Directive =>
Please set out every line of the records below as a Markdown table with two columns, Row and Line, numbering each row and leaving out blank lines.
---------- Dataset
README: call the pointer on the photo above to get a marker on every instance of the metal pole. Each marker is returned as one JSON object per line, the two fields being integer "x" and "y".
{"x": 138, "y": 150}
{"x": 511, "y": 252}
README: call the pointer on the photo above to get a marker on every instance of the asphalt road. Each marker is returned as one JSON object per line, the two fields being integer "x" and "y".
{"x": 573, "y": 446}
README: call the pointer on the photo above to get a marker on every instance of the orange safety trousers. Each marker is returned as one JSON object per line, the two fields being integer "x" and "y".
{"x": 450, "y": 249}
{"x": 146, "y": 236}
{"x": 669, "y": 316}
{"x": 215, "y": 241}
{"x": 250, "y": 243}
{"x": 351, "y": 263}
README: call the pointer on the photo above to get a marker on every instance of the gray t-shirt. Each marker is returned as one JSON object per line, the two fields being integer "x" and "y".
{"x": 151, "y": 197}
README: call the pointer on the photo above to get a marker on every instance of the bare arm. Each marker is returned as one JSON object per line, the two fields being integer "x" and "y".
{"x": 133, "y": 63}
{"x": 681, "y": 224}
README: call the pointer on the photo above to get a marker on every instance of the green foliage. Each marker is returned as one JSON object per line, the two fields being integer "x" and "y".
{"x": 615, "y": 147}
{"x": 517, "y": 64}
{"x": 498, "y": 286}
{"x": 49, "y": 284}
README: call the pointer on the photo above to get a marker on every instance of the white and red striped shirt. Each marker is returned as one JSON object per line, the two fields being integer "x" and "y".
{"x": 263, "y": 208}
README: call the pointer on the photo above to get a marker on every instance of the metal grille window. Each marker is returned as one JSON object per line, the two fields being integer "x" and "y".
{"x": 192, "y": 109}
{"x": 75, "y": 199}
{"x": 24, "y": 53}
--------------------
Written response =>
| Row | Line |
|---|---|
| 1 | README: call the pointer on the photo above to get a marker on every instance of the metal pole. Each marker is returned as one JSON object per line, the two fields being integer "x" and "y". |
| 2 | {"x": 138, "y": 150} |
| 3 | {"x": 511, "y": 252} |
| 4 | README: call the pointer on the photo above to get a marker on every instance of the asphalt road. Each marker is returned as one JSON object per line, the two fields being integer "x" and "y". |
| 5 | {"x": 573, "y": 446} |
| 6 | README: call the pointer on the photo above to get a marker on every instance of the orange safety trousers. Each marker is returned as one JSON object per line, the two fields being integer "x" and "y". |
| 7 | {"x": 450, "y": 249} |
| 8 | {"x": 146, "y": 236} |
| 9 | {"x": 669, "y": 316} |
| 10 | {"x": 215, "y": 241} |
| 11 | {"x": 250, "y": 243} |
| 12 | {"x": 351, "y": 263} |
| 13 | README: call the pointer on the photo above to get a marker on every instance of the gray t-shirt. Each marker is returned as one JSON object per line, the two fields being integer "x" and "y". |
| 14 | {"x": 151, "y": 197} |
| 15 | README: call the pointer on the photo above to get a marker on every instance of the bare arm. Each marker is returned as one JSON object per line, the two fields being integer "x" and "y". |
| 16 | {"x": 133, "y": 63} |
| 17 | {"x": 681, "y": 224} |
| 18 | README: call the pointer on the photo above to get a marker on every instance of the green foliage. Each marker is returned as one JSON object per line, the two fields being integer "x" and "y". |
| 19 | {"x": 615, "y": 147} |
| 20 | {"x": 517, "y": 64} |
| 21 | {"x": 498, "y": 286} |
| 22 | {"x": 49, "y": 284} |
| 23 | README: call the pointer on the photo above to get a marker on every instance of the white and red striped shirt. Each marker is returned as one JSON object per line, the two fields being integer "x" and "y". |
| 24 | {"x": 263, "y": 208} |
| 25 | README: call the pointer on the photo above to get a marker on every instance of the metal grille window. Each marker is returned as one JSON object per line, the two fields being integer "x" and "y". |
| 26 | {"x": 192, "y": 109} |
| 27 | {"x": 75, "y": 199} |
| 28 | {"x": 24, "y": 53} |